# Material supplied start
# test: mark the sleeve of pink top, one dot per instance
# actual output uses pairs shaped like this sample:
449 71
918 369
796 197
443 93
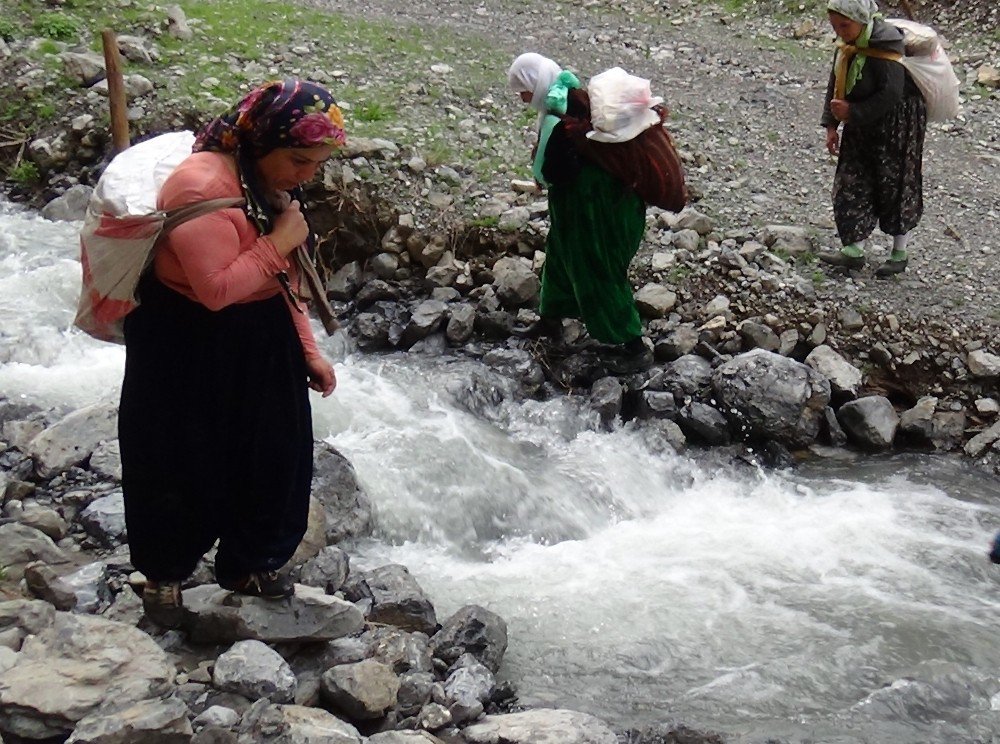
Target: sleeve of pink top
208 249
302 325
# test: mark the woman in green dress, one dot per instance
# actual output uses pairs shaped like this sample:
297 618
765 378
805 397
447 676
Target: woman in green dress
597 221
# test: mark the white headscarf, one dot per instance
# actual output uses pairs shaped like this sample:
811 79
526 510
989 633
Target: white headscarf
534 74
861 11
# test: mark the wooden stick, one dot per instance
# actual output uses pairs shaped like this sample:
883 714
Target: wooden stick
116 91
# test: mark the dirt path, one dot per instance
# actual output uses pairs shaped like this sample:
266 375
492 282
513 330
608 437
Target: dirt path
746 95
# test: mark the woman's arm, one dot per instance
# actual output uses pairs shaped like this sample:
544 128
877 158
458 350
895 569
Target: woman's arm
218 271
889 79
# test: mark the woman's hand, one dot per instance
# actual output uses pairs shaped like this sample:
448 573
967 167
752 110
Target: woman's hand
832 141
322 378
290 229
840 109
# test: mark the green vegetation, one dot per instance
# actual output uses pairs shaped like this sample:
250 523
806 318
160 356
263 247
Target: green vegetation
55 25
239 43
438 152
373 111
485 222
8 31
678 274
24 172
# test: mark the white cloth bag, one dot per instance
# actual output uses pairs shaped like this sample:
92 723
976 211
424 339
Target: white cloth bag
929 66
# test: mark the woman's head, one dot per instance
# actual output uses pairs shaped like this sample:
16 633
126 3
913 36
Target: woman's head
530 76
280 114
281 132
849 17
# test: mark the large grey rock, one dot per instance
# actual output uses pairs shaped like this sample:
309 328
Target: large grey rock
655 300
474 630
687 375
158 721
349 511
71 206
541 726
396 598
606 396
294 724
769 396
398 649
328 570
362 691
104 519
254 670
844 377
426 318
72 668
869 422
214 615
975 447
21 545
982 364
516 282
315 538
468 688
72 439
403 737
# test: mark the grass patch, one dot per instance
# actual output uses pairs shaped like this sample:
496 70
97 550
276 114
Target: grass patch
372 112
678 274
485 222
24 172
55 25
240 43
# Material supplied end
### [Job]
Rewrite every row above with "dot" swapped for "point", leaving everything else unchanged. Omit the pictures from your answer.

### [Task solution]
# test: mark the sleeve of pink top, one point per instance
# actual output uses pairs shaped like this sample:
449 71
918 369
796 197
443 93
Target: sleeve of pink top
208 249
302 325
# test: mark the woman in green dress, one point per instance
# actual output uses pairs shaped like this sample:
297 618
765 378
805 397
447 676
Target: woman in green dress
597 221
# test: mark the white headscarf, one point per instance
# actual output uses pairs shaped like this sample:
811 79
526 510
989 633
Target: white headscarf
534 74
861 11
# test: mark the wooden stick, one point per instance
# actual output uses pairs shaped like this sample:
883 714
Target: wooden stick
116 91
# test: mark the dirt path, one point per instance
# actual output uses pairs shaped like this sample:
266 375
492 282
513 330
608 437
Target: dirt path
746 95
# test: mark the woman's arm, one point per instance
# actual output uses pairs shaped like this sample:
544 128
877 158
458 350
895 569
Target: woman's arm
218 271
889 79
# test: mark the woman's hand, one point per instance
# actual output uses pairs shaped like this sample:
448 573
967 167
752 110
Target: woman's hand
832 141
322 378
290 229
840 109
# test: mark the green vegetation, one point per instance
# actual output uses pairs shaped like this sample:
250 523
806 318
160 356
263 247
Target: green vegetation
55 25
239 43
438 152
373 111
485 222
8 31
678 274
24 172
# test: mark the white cloth bag, one point per instance
# actual output uses pairs shaped like this sample:
92 723
976 211
424 339
Target: white cloth bag
929 66
# test: mark the woman's head, one point per instance
# actual output uses pairs shaped like this sample:
16 633
126 3
913 36
Target: woman's head
530 76
280 114
281 132
849 17
# test: mark the large grey rock, one point per instance
# actual output uses pairs shaped like this sample:
309 328
Target: large grey rock
655 300
474 630
687 375
158 721
349 511
71 206
541 726
396 598
606 396
294 724
769 396
398 649
328 570
362 691
104 519
254 670
844 377
426 318
72 668
869 422
214 615
975 447
21 545
982 364
516 282
315 538
468 688
72 439
403 737
# test: mark the grass patch, one point per instance
# actual output uses pairs shaped like this sample:
496 70
97 550
276 114
Target: grass patch
372 112
678 274
485 222
24 172
55 25
240 43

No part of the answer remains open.